▶ _WHAT IS REQUIRED_: Convert every row below into a Markdown table with the columns Index and Content, giving each row its number under Index and its text under Content. Skip blank lines.
****************************************
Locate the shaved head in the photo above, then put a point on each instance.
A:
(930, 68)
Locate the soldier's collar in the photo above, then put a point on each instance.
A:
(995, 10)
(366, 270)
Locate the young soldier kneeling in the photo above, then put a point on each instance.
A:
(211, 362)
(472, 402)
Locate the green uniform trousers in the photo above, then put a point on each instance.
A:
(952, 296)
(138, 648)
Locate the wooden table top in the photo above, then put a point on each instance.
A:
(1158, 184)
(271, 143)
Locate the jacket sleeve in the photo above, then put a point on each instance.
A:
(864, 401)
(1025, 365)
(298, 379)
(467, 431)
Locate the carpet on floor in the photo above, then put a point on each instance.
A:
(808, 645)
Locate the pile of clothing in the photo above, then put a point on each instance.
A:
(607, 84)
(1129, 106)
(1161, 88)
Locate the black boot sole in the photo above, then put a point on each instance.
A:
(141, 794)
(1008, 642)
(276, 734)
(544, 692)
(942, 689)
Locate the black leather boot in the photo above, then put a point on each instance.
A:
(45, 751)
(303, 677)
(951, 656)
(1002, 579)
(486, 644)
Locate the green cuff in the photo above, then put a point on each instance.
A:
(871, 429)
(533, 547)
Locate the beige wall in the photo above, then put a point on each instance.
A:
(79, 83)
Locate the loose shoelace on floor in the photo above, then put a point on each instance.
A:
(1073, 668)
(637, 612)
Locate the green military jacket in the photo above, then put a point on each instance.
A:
****************************************
▶ _PROBLEM SOLUTION_:
| Index | Content |
|---|---|
| 1 | Locate the shaved head in the photo above, then put a point on each instance. |
| 2 | A: |
| 3 | (930, 68) |
| 4 | Locate the soldier's collar in the photo above, then put a point on each instance. |
| 5 | A: |
| 6 | (995, 10) |
| 7 | (366, 270) |
| 8 | Locate the young soldier kneeling in the photo above, then put a point on each instance. |
| 9 | A: |
| 10 | (211, 362) |
| 11 | (472, 402) |
| 12 | Locate the green uniform trousers in the photo above, then put a point on each instance. |
| 13 | A: |
| 14 | (952, 296) |
| 15 | (138, 648) |
| 16 | Locate the wooden table top in the photo above, then put a point on each instance. |
| 17 | A: |
| 18 | (1158, 184) |
| 19 | (271, 143) |
| 20 | Locate the jacket sleeve in the photo above, then put a point on each instance. |
| 21 | A: |
| 22 | (864, 401) |
| 23 | (1025, 365) |
| 24 | (298, 379) |
| 25 | (467, 431) |
| 26 | Locate the carpet on floor in the photo above, then put a point on each instance. |
| 27 | A: |
| 28 | (808, 645) |
| 29 | Locate the pile of clothing in the photo above, then put a point on each instance. |
| 30 | A: |
| 31 | (607, 84) |
| 32 | (1129, 106) |
| 33 | (1161, 88) |
| 34 | Locate the black boot sole in the photo above, then put a point on each instance. |
| 35 | A: |
| 36 | (141, 794) |
| 37 | (1008, 642) |
| 38 | (276, 734) |
| 39 | (544, 692) |
| 40 | (942, 689) |
| 41 | Locate the black leather boot in the photo above, then put a point on each instance. |
| 42 | A: |
| 43 | (45, 751) |
| 44 | (303, 677) |
| 45 | (951, 656) |
| 46 | (1002, 579) |
| 47 | (486, 644) |
| 48 | Locate the green cuff in the photo above, then put a point on each instance. |
| 49 | A: |
| 50 | (871, 429) |
| 51 | (533, 547) |
| 52 | Locate the beige wall in the photo above, then put a point on each instance. |
| 53 | A: |
| 54 | (79, 83) |
| 55 | Locate the loose shoelace on floor in the photo above, then put a point on each instance. |
| 56 | A: |
| 57 | (1073, 668) |
| 58 | (637, 612) |
| 59 | Locate the green military jacket in the photo above, then put a point on each instance. |
| 60 | A: |